■ Given task 1 ■
Shorten the paragraph of the Slashdot comment archive that begins "I really don't see much use for specialised XML editors," and keep its main points.
■ Given task 2 ■
Extend the Slashdot comment archive with new text that follows on from its final sentence.

■ Passage given ■
::::
Slashdot Mirror


User: Bogtha

Bogtha's activity in the archive.

Stories
0
Comments
3,000
First seen
Last seen
Profile
(view on slashdot.org)

Comments · 3,000

  1. Re:Prediction on Sysadmin of the Year · · Score: 1

    If Slashdotters are voting, CowboyNeal has a nice surprise coming his way.

  2. Re:We don' need no steenking standards... on Slashdot's Vastu · · Score: 1

    I really don't see much use for specialised XML editors. Despite the protestations of some, it's really not hard at all to keep elements nested properly, close all elements, quote attribute values, etc. It's dead simple stuff that a child could do, especially with syntax highlighting and proper indentation.

    Sure, if you've only ever dabbled with HTML for ten minutes, it might seem like hard work, but once you've spent a few hours writing it, it becomes second nature.

  3. Re:We don' need no steenking standards... on Slashdot's Vastu · · Score: 2, Insightful

    For instance, you say this is morally bad:

    <a href = http://amazing.com/>amazing.com</a>

    I say it's much easier to write than

    <a href = "http://amazing.com/">amazing.com</a>

    and far less prone to error

    Less prone? It's an error itself! It's equivalent to this code:

    <a href=http:></a>amazing.com/>amazing.com</a>

    If you use a slash in an attribute value, that value must be quoted. It's fallout from the SHORTTAG NET that lets you specify attribute values like "checked" without including a name for the attribute.
::::
■ Items ■
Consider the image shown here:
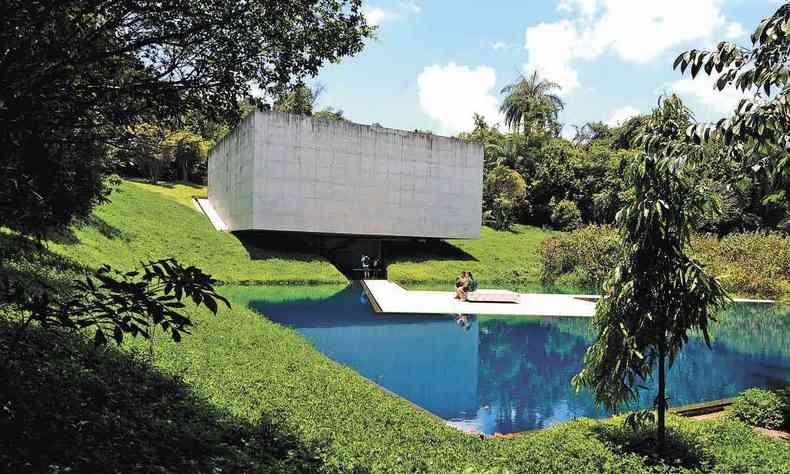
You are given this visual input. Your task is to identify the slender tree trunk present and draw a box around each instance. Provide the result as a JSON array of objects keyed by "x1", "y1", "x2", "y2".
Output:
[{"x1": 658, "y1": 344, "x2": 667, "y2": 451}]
::::
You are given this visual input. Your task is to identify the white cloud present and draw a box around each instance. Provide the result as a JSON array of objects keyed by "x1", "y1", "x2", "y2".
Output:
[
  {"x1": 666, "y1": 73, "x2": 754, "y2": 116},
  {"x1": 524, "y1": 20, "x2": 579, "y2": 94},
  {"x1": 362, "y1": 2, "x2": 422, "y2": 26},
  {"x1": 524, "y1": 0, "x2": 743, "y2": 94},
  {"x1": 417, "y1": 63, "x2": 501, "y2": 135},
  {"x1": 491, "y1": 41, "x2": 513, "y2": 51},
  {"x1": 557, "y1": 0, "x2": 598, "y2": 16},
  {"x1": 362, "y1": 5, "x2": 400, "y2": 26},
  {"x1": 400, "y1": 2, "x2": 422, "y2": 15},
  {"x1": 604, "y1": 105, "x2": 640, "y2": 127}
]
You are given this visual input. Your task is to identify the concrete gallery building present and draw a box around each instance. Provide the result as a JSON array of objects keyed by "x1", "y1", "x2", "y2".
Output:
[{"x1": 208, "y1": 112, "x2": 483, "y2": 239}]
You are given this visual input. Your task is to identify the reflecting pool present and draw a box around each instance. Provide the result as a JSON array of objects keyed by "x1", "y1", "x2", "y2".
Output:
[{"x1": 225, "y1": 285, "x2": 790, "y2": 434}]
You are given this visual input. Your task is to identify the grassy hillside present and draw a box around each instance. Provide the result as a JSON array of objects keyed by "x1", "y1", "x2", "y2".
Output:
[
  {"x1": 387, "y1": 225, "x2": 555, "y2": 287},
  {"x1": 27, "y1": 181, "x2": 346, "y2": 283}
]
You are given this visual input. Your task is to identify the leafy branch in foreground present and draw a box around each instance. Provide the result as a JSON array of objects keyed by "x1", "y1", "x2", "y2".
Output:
::::
■ Right answer 1 ■
The commenter sees little need for specialized XML editors. Nesting elements properly, closing every element, and quoting attribute values are simple tasks that even a child could manage, especially with syntax highlighting and proper indentation.

■ Right answer 2 ■
    And sorry, if you think leaving out quotes is "much easier", then you must be typing with your nose.

    Why not keep HTML easy for humans to write?

    What's difficult about quoting all values? It's a damn sight easier for newbies than remembering when it's okay and when it isn't okay to skip quoting, based on an obscure part of SGML.

    Why make it harder to write programs to write HTML, by forcing us to gum things up with quotes when it doesn't make the slightest difference in any browser used today?

    And the browsers used tomorrow? You think it's fun going back and fixing dozens of sites when a new browser version comes out because you cut corners? Don't say it won't happen, it's happened for every major browser release in the past ten years.

    And what about non-browsers? Do you know that search engine crawlers won't slip up on your buggy code? Even if you can show that this is the case today, search engines are constantly tweaking their code. I don't want to explain to a client that they aren't in Google because I thought I could cut corners to save myself typing two whole characters.

    Well, I suppose that was too long an aside, but the point is that HTML is not a programming language and as someone who has been using HTML since 1994 I don't see why it should be thought of one now.

    It's got nothing to do with programming. Ever hear Postel's Law? "Be conservative in what you do; be liberal in which you accept from others." Seeing how many bugs you can fit into your markup before your favourite browsers start tripping up on it is not "being conservative in what you do".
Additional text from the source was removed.